◆ Kutipan Terpilih ◆
================

Tidak ada perayaan formal: Sahabat dan tabi‘in tidak mengenal Maulid sebagai acara.
Muncul sebagai budaya: Perayaan Maulid lahir dalam sejarah kemudian, dengan beragam bentuk sesuai konteks masyarakat muslim.
Hal ini sejalan dengan teori antropologi agama: banyak tradisi keagamaan berkembang sebagai ekspresi cinta dan penghormatan, meski tidak selalu berasal langsung dari nash syar‘i.
Pertanyaan “Apakah perayaan Maulid sudah ada di masa Rasulullah Shallallahu ‘Alaihi Wasallam?” dapat dijawab dengan tegas:
Rasulullah Shallallahu ‘Alaihi Wasallam tidak pernah merayakan Maulid dalam bentuk seremonial tahunan, melainkan hanya menandai hari kelahirannya dengan puasa Senin sebagai bentuk syukur.
Para sahabat juga tidak mengenal perayaan Maulid, karena fokus mereka adalah menjaga sunnah Nabi Shallallahu ‘Alaihi Wasallam.
Perayaan Maulid baru muncul pada abad ke-4 H dan berkembang dalam sejarah sebagai tradisi budaya Islam.
Ulama berbeda pendapat: sebagian menolak sebagai bid‘ah, sebagian lain menerima sebagai bid‘ah hasanah atau sarana dakwah.

================

◆ Entri yang Tersedia ◆
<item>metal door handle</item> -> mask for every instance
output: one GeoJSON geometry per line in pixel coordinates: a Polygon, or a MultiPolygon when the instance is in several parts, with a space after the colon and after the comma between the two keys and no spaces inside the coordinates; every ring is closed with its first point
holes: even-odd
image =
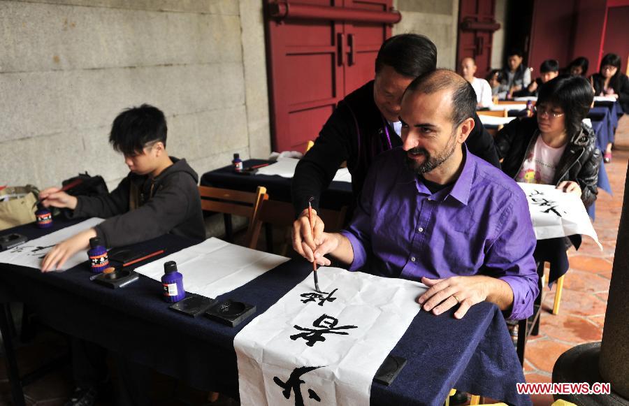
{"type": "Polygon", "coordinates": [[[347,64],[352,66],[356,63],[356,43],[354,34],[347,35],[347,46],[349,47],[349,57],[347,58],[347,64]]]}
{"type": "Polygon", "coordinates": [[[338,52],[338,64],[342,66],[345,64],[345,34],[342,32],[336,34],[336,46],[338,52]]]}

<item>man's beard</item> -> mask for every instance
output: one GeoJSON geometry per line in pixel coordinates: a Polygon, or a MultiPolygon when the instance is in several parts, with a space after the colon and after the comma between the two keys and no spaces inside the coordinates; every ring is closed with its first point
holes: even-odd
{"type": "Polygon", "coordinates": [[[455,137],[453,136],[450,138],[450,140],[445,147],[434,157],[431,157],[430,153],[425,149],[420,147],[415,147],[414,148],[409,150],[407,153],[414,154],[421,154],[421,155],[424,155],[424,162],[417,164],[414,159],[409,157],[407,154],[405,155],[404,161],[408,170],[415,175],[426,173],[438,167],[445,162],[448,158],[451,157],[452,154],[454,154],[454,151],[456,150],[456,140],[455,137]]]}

================

◆ Soal ◆
Bisakah Anda mengetik ulang seluruh kutipan tentang perayaan Maulid di atas tanpa mengubah satu kata pun?

◆ Jawaban Latihan ◆
Tidak ada perayaan formal: Sahabat dan tabi‘in tidak mengenal Maulid sebagai acara.
Muncul sebagai budaya: Perayaan Maulid lahir dalam sejarah kemudian, dengan beragam bentuk sesuai konteks masyarakat muslim.
Hal ini sejalan dengan teori antropologi agama: banyak tradisi keagamaan berkembang sebagai ekspresi cinta dan penghormatan, meski tidak selalu berasal langsung dari nash syar‘i.
Pertanyaan “Apakah perayaan Maulid sudah ada di masa Rasulullah Shallallahu ‘Alaihi Wasallam?” dapat dijawab dengan tegas:
Rasulullah Shallallahu ‘Alaihi Wasallam tidak pernah merayakan Maulid dalam bentuk seremonial tahunan, melainkan hanya menandai hari kelahirannya dengan puasa Senin sebagai bentuk syukur.
Para sahabat juga tidak mengenal perayaan Maulid, karena fokus mereka adalah menjaga sunnah Nabi Shallallahu ‘Alaihi Wasallam.
Perayaan Maulid baru muncul pada abad ke-4 H dan berkembang dalam sejarah sebagai tradisi budaya Islam.
Ulama berbeda pendapat: sebagian menolak sebagai bid‘ah, sebagian lain menerima sebagai bid‘ah hasanah atau sarana dakwah.